WRITTEN REQUEST :: In the data below, replace "top-left corner" with "upper-left corner" throughout and reproduce the lines with every other part unchanged.

__________________________________________________

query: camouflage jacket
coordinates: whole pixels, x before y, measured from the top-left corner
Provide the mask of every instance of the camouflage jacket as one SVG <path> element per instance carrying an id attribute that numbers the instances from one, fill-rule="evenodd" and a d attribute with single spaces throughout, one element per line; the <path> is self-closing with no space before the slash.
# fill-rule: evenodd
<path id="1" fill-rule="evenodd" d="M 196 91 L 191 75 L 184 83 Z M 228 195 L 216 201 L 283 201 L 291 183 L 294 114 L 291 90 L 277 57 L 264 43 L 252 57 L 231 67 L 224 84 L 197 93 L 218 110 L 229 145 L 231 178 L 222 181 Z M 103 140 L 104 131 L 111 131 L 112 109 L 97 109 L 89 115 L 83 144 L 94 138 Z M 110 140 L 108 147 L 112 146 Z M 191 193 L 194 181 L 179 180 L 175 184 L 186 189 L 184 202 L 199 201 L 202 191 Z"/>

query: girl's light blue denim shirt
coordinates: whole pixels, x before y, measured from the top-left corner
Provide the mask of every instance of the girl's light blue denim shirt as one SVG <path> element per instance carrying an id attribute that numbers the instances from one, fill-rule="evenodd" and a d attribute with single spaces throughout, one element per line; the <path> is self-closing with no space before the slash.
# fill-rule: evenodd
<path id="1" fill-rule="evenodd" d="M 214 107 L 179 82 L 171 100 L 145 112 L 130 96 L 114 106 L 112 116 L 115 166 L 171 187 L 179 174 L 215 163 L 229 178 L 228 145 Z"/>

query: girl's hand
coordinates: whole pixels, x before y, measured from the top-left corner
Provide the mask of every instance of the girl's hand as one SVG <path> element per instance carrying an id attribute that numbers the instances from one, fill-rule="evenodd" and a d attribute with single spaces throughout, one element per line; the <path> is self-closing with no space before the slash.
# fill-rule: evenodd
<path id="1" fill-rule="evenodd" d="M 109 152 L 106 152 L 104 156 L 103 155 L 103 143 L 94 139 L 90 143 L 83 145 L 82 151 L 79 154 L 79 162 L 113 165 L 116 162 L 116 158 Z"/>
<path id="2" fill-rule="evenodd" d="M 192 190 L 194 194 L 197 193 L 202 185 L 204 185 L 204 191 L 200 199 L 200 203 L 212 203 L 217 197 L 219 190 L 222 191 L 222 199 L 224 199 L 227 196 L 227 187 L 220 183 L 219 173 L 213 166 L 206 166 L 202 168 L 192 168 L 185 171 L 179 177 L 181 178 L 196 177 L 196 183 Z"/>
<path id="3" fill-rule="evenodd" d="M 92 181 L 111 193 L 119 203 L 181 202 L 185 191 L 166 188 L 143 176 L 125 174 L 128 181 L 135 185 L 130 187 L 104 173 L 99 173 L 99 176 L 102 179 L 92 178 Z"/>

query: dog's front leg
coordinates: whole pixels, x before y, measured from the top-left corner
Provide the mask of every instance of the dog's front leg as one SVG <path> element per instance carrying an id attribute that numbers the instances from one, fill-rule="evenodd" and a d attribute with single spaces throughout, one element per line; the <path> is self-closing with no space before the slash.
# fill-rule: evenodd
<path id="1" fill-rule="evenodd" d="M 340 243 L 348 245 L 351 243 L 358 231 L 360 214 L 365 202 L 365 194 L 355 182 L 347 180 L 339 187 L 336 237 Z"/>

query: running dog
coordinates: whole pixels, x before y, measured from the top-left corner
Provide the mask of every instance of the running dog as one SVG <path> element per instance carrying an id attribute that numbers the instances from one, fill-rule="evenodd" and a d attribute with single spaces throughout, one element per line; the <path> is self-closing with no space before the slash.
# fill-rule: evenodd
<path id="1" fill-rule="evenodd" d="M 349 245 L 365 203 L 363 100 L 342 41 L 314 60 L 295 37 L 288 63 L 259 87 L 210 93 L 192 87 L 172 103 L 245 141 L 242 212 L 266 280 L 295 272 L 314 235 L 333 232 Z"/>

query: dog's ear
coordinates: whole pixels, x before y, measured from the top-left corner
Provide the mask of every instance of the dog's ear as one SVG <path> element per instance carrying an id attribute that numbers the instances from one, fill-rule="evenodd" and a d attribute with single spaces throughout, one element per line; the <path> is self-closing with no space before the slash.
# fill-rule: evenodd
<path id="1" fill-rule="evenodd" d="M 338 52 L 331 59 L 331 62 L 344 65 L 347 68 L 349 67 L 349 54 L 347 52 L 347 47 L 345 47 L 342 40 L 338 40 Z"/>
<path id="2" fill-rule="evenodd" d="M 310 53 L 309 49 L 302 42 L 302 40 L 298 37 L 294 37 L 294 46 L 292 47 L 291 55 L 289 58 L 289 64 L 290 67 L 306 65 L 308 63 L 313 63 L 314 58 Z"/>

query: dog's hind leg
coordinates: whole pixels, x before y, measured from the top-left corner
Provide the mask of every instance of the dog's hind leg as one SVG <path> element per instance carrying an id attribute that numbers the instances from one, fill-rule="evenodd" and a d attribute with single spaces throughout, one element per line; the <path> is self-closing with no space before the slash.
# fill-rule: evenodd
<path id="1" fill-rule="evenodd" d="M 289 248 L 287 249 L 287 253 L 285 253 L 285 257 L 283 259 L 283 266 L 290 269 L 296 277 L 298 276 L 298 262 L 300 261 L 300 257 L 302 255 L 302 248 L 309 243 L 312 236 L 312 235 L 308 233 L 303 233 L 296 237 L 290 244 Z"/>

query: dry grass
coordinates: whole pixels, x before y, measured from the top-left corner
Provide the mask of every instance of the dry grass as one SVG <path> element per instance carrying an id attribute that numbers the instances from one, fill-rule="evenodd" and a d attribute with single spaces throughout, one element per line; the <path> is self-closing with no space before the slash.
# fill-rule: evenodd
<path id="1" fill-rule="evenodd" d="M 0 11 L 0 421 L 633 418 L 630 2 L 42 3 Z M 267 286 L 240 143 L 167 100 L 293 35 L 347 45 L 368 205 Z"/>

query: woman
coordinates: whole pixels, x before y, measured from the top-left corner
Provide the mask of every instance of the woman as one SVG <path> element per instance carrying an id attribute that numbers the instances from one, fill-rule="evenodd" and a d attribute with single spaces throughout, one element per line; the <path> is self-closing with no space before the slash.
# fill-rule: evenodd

__________________________________________________

WRITTEN RESPONSE ::
query: camouflage jacket
coordinates: whole pixels, x before y, measured from the upper-left corner
Provide the mask of every instance of the camouflage jacket as one SVG <path> element per instance carrying an id attribute that numbers the instances from one, fill-rule="evenodd" and a d attribute with single spaces throughout, one element per line; the <path> is self-closing with no space before the slash.
# fill-rule: evenodd
<path id="1" fill-rule="evenodd" d="M 196 91 L 191 75 L 184 83 Z M 228 195 L 216 201 L 283 201 L 291 183 L 294 114 L 291 90 L 277 57 L 264 43 L 252 57 L 231 67 L 224 84 L 197 93 L 218 110 L 229 145 L 231 178 L 222 181 Z M 103 140 L 104 131 L 111 131 L 112 109 L 97 109 L 89 115 L 83 144 L 94 138 Z M 110 140 L 108 147 L 112 146 Z M 191 193 L 194 181 L 179 180 L 175 184 L 186 189 L 184 202 L 199 201 L 202 191 Z"/>

query: girl's light blue denim shirt
coordinates: whole pixels, x before y, measured from the upper-left corner
Provide the mask of every instance of the girl's light blue denim shirt as one SVG <path> element per instance carrying an id attribute that numbers the instances from one, fill-rule="evenodd" and a d attribute with single spaces throughout, one element per line; the <path> is self-closing with no space before the slash.
# fill-rule: evenodd
<path id="1" fill-rule="evenodd" d="M 214 107 L 179 82 L 171 100 L 145 112 L 130 96 L 114 106 L 112 116 L 115 166 L 171 187 L 179 174 L 215 163 L 229 178 L 228 145 Z"/>

query: girl's hand
coordinates: whole pixels, x before y, measured from the upper-left corner
Provide the mask of every instance of the girl's hand as one SVG <path> element per instance carrying an id attribute that numbers the instances from one, fill-rule="evenodd" and a d attribute with single spaces throughout, one element per line; the <path> is self-closing with no space before the slash.
# fill-rule: evenodd
<path id="1" fill-rule="evenodd" d="M 109 152 L 106 152 L 104 156 L 103 155 L 103 143 L 94 139 L 90 143 L 83 145 L 82 151 L 79 154 L 79 162 L 113 165 L 116 162 L 116 158 Z"/>
<path id="2" fill-rule="evenodd" d="M 192 190 L 194 194 L 197 193 L 202 185 L 204 185 L 204 191 L 200 199 L 200 203 L 212 203 L 217 197 L 219 190 L 222 191 L 222 199 L 224 199 L 227 196 L 227 187 L 220 183 L 219 173 L 213 166 L 206 166 L 202 168 L 192 168 L 185 171 L 179 177 L 181 178 L 196 177 L 196 183 Z"/>
<path id="3" fill-rule="evenodd" d="M 92 181 L 111 193 L 119 203 L 181 202 L 185 191 L 166 188 L 143 176 L 125 174 L 128 181 L 135 185 L 130 187 L 104 173 L 99 173 L 99 176 L 102 179 L 92 178 Z"/>

query: dog's front leg
coordinates: whole pixels, x before y, measured from the upper-left corner
Provide the mask of every instance of the dog's front leg as one SVG <path> element per instance carrying an id attribute that numbers the instances from one, fill-rule="evenodd" and a d attribute with single spaces throughout, one element per line; the <path> is self-closing with no space before the slash.
# fill-rule: evenodd
<path id="1" fill-rule="evenodd" d="M 340 243 L 348 245 L 351 243 L 358 231 L 360 214 L 365 202 L 365 194 L 355 182 L 347 180 L 339 187 L 336 237 Z"/>

query: running dog
coordinates: whole pixels, x before y, measured from the upper-left corner
Provide the mask of every instance of the running dog as one SVG <path> element per instance carrying an id attribute that numbers the instances from one, fill-rule="evenodd" and a d attribute with single spaces throughout, one element per line; the <path> is self-closing with no space before the slash.
# fill-rule: evenodd
<path id="1" fill-rule="evenodd" d="M 349 245 L 365 203 L 363 100 L 342 41 L 314 60 L 295 37 L 288 63 L 259 87 L 210 93 L 192 87 L 172 103 L 245 141 L 242 212 L 266 280 L 295 272 L 314 235 L 333 232 Z"/>

query: dog's ear
coordinates: whole pixels, x before y, measured from the upper-left corner
Provide the mask of every instance of the dog's ear as one SVG <path> element per instance carrying an id attribute that numbers the instances from one, fill-rule="evenodd" and a d attribute with single spaces throughout, one element per line; the <path> is self-closing with no space before the slash.
# fill-rule: evenodd
<path id="1" fill-rule="evenodd" d="M 338 52 L 331 59 L 331 62 L 344 65 L 347 68 L 349 67 L 349 54 L 347 52 L 347 47 L 345 47 L 342 40 L 338 40 Z"/>
<path id="2" fill-rule="evenodd" d="M 310 53 L 309 49 L 302 42 L 302 40 L 298 37 L 294 37 L 294 46 L 292 47 L 291 55 L 289 58 L 289 64 L 290 67 L 306 65 L 308 63 L 313 63 L 314 58 Z"/>

query: dog's hind leg
coordinates: whole pixels, x before y, measured from the upper-left corner
Provide the mask of every instance of the dog's hind leg as one SVG <path> element per instance carrying an id attribute that numbers the instances from one, fill-rule="evenodd" and a d attribute with single spaces throughout, one element per line; the <path> is self-closing with no space before the slash.
# fill-rule: evenodd
<path id="1" fill-rule="evenodd" d="M 289 248 L 287 249 L 287 253 L 285 253 L 285 257 L 283 259 L 283 266 L 290 269 L 296 277 L 298 276 L 298 262 L 300 261 L 300 257 L 302 255 L 302 248 L 309 243 L 312 236 L 312 235 L 308 233 L 303 233 L 296 237 L 290 244 Z"/>

query: dry grass
coordinates: whole pixels, x before y, measured from the upper-left corner
Provide the mask of every instance of the dry grass as one SVG <path> element per instance carrying an id attribute that numbers the instances from one, fill-rule="evenodd" and a d attribute with single spaces throughout, one element per line; the <path> is self-closing with no space before the slash.
# fill-rule: evenodd
<path id="1" fill-rule="evenodd" d="M 0 11 L 0 421 L 633 418 L 630 2 L 42 3 Z M 267 286 L 240 143 L 167 100 L 293 35 L 347 45 L 368 205 Z"/>

query: woman
coordinates: whole pixels, x before y, measured from the upper-left corner
Provide the mask of every instance of the woman as one SVG <path> element per instance carrying an id attribute that numbers the instances from one, fill-rule="evenodd" and a d attribute with single spaces throughout, one element per line; the <path> is self-closing with no space before the slash.
# fill-rule: evenodd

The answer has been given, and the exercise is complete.